Task requirements:
1) The forum post below on RNA-seq read length quotes a formula for coverage. Please list the terms that appear on the right side of that formula.
2) Summarize the forum post below on RNA-seq read length in two sentences.
3) Carry the forum post below on RNA-seq read length forward from its final line.

Selected excerpt:

- - - - - - -

Hi all,
I am planning to investigate rare mutations of a few of unknown viral genomes by RNA-seq. The total RNA of this virus is 12kb and my supervisor advised me to do an ultra-deep sequencing (preferably as deep as 10,000x). We plan to prepare the libraries using TruSeq stranded total RNA kit and perform the sequencing by NextSeq 500. My question is what read length should I use? a 2x75 or 2x150? I tried to calculate using the formula: coverage=(read count*read length)/total genome size, but, I wasn't sure if I did it correctly.
Here are my calculations:
In ideal situation: Coverage=10,000x Kit I use will be high-throughput kit, and hence, the read count generated would roughly be:800 millions bp Total genome size:12kb (12,000bp)

- - - - - - -

Available data:
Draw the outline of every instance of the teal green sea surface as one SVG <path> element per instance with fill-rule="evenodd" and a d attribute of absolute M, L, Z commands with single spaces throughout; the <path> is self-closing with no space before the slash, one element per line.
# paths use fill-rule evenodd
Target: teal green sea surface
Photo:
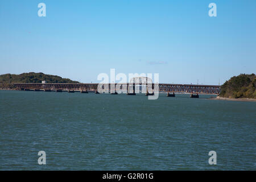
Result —
<path fill-rule="evenodd" d="M 256 102 L 166 96 L 0 90 L 0 169 L 256 170 Z"/>

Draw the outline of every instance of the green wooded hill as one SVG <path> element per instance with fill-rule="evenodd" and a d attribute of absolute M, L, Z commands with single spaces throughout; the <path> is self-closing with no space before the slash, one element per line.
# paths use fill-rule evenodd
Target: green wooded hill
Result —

- - - - - - -

Results in order:
1)
read count
read length
total genome size

2) The poster plans ultra-deep RNA-seq, ideally around 10,000x, to look for rare mutations in a few unknown viral genomes with 12kb of total RNA, using the TruSeq stranded total RNA kit and a NextSeq 500. They ask whether 2x75 or 2x150 reads are the right choice and share a coverage calculation they are not sure they did correctly.

3)
coverage=(read count*read length)/total genome size
10000=(800x10e6)read length/12000 Read length= [1000012000]/800x10e6 = 0.15 The calculation doesn't seem right to me. I sincerely hope you guys can help me out in this as I am new to RNA-seq. Thank you in advance.
Since the viral sequences will not be present standalone (I assume you will have some other genome contaminating the sample) you would need to account for that in your calculation. So if you expect only 25% of your data to be viral then running the sample on NexrSeq may not be out of ordinary.